Extract provided:
========================================================================
I have spent some time over the past several weeks to read and get educated about various health reform proposals. As can be expected - there is a lot of dialog on this topic given the political season. Health Affairs has some good articles up if you want to get informed about the Presidential candidates proposals. Maggie Mahar has a great post up at The Health Care Blog detailing some current thoughts of one of my favorite economists on the topic, Prof. Uwe Reinhardt.
However, the more I consider and read about the topic, the more skeptical I get about the prospects that we will have meaningful reform anytime soon...which is a real problem. I am concerned by both the lack of understanding and by the politics! I guess I am an naive idiot for being surprised.
I am generally biased towards market based capitalism and individual rights and accountabilities. But as we all know -- markets have and require rules to properly function in setting prices and allocating resources (prime reasons why they are more effective than alternative economic forms). Look at Russia today -- without the rule of law -- they can't sustain their autocratic economy.
In the U.S. Health 'system' - we sometimes have the worst of both worlds. As Prof. Reinhardt points out -- there is no legitimate reason to tie one's health insurance to employment -- it has perverse consequences. We have rigid rules on the supply side (what Medicare will pay for, how Medicaid reimburses and so on) -- which contribute to a lack of innovation on supplying economically cost effective services (tele-medicine for example). Consumers are also legitimately confused on the demand side -- neither knowing what things cost or why they need to think about providing for their future health like they have to provide for their future retirement income.
The political debate is often framed around covering the un-insured. While an important consideration -- it is not the most important issue. The most important problem is how to create a framework where we get more value out of the current spend on health. This is the key economic and policy question. If we can improve the value delivered (health outcomes/economic inputs consumed) -- then there will be more dollars available to cover the disadvantaged (social, economics, genetics). If we can't improve the former (value delivered) there is little chance we can afford the latter (more coverage).
Many smart folks realize this -- but they have not figured out how to make this argument effective with political soundbites (neither have I). So the current political dialog is shallow and does not help frame the real debate we will have to have in the coming years.
The meltdown of the U.S. financial markets is instructive to health IMHO. Not that hospitals or doctors are using leverage inappropriately, as in the financial sector. But rather that the rules and incentives matter, that transparency matters (does anybody really understand pricing in hospitals?) and that a system out of whack (imbalances -- such as docs leaving private practice) ultimately leads to a systemic problem. Many recognize the 'system' is sick, many even understand how the trends are getting worse not better - but there is not a clear path forward because of the incredibly gargantuan, yet fragmented nature of the 'system'. Hence my current skepticism towards progress.
========================================================================
Exercise data:
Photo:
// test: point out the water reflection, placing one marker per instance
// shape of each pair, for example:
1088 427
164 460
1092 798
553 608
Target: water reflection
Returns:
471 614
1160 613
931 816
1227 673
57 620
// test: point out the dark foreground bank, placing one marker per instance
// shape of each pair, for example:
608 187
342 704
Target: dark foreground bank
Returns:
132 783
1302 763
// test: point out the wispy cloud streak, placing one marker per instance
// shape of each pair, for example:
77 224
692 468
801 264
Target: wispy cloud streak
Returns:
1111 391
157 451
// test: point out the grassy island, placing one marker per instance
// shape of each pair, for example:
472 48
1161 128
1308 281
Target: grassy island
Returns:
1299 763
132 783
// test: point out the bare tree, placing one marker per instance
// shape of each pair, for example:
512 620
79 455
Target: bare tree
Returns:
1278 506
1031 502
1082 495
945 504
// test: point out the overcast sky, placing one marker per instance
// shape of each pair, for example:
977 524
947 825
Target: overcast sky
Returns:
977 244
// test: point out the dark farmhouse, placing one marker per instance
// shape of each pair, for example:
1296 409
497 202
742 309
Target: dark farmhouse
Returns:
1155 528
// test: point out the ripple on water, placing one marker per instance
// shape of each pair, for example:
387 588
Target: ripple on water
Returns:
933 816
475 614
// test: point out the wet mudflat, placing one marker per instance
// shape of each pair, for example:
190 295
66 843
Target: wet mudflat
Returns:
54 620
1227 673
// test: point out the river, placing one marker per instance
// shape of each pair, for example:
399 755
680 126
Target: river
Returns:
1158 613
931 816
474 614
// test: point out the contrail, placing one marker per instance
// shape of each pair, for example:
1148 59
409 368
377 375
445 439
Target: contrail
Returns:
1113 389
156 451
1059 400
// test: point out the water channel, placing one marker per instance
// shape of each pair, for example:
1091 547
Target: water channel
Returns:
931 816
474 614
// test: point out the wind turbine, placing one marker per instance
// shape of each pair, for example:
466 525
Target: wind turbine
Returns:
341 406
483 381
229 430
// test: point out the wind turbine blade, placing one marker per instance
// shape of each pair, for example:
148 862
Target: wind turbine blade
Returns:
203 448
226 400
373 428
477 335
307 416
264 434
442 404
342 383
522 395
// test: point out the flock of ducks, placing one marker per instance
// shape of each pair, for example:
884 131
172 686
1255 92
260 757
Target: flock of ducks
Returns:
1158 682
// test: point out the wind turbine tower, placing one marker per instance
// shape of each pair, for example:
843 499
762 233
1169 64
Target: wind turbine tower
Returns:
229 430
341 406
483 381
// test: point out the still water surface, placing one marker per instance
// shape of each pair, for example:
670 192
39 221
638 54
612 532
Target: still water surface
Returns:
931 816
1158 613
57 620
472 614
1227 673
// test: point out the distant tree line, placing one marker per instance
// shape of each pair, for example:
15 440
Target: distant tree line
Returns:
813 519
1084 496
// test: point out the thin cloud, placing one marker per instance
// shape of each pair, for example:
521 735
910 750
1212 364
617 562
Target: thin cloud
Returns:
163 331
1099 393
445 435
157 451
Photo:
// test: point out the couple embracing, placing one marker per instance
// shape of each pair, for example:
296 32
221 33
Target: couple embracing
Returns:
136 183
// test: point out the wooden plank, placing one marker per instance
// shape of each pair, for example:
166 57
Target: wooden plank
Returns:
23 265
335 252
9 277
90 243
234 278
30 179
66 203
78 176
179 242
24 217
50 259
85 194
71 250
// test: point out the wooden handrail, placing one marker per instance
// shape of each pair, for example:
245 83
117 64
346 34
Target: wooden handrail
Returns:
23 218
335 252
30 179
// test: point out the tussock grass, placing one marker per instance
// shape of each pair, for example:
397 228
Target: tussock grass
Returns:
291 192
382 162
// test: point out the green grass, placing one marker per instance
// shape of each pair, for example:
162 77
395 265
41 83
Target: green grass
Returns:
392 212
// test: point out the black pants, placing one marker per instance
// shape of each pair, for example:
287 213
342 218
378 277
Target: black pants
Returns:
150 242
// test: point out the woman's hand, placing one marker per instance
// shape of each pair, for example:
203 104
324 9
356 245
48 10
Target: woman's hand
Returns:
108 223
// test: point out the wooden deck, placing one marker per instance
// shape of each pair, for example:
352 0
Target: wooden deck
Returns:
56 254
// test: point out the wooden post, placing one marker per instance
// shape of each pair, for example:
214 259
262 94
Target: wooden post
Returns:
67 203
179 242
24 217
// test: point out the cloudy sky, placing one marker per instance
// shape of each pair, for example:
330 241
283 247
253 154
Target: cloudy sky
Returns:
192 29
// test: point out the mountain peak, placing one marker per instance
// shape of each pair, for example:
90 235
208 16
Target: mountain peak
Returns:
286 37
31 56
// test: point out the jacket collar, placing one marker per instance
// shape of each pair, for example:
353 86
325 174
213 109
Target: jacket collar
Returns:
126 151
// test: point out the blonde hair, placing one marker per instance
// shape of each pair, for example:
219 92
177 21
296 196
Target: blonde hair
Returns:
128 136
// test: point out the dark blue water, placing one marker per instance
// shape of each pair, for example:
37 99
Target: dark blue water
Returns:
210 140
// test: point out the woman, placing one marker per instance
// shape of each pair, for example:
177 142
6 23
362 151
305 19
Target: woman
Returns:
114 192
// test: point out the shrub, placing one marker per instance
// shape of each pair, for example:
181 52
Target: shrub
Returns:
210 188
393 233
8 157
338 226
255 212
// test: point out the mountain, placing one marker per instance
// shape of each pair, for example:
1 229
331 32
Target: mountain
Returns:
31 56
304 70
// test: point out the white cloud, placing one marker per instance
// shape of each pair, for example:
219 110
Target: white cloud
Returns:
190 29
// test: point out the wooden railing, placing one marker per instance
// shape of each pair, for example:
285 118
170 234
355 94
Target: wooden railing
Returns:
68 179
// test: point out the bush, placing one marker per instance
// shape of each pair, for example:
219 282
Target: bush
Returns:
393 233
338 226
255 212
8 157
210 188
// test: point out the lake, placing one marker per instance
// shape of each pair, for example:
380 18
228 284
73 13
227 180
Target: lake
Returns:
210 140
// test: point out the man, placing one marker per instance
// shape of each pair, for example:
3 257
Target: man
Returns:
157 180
========================================================================
Required action: Reproduce the health reform post word for word, everything from "The political debate" down to "latter (more coverage).".

Exercise solution:
The political debate is often framed around covering the un-insured. While an important consideration -- it is not the most important issue. The most important problem is how to create a framework where we get more value out of the current spend on health. This is the key economic and policy question. If we can improve the value delivered (health outcomes/economic inputs consumed) -- then there will be more dollars available to cover the disadvantaged (social, economics, genetics). If we can't improve the former (value delivered) there is little chance we can afford the latter (more coverage).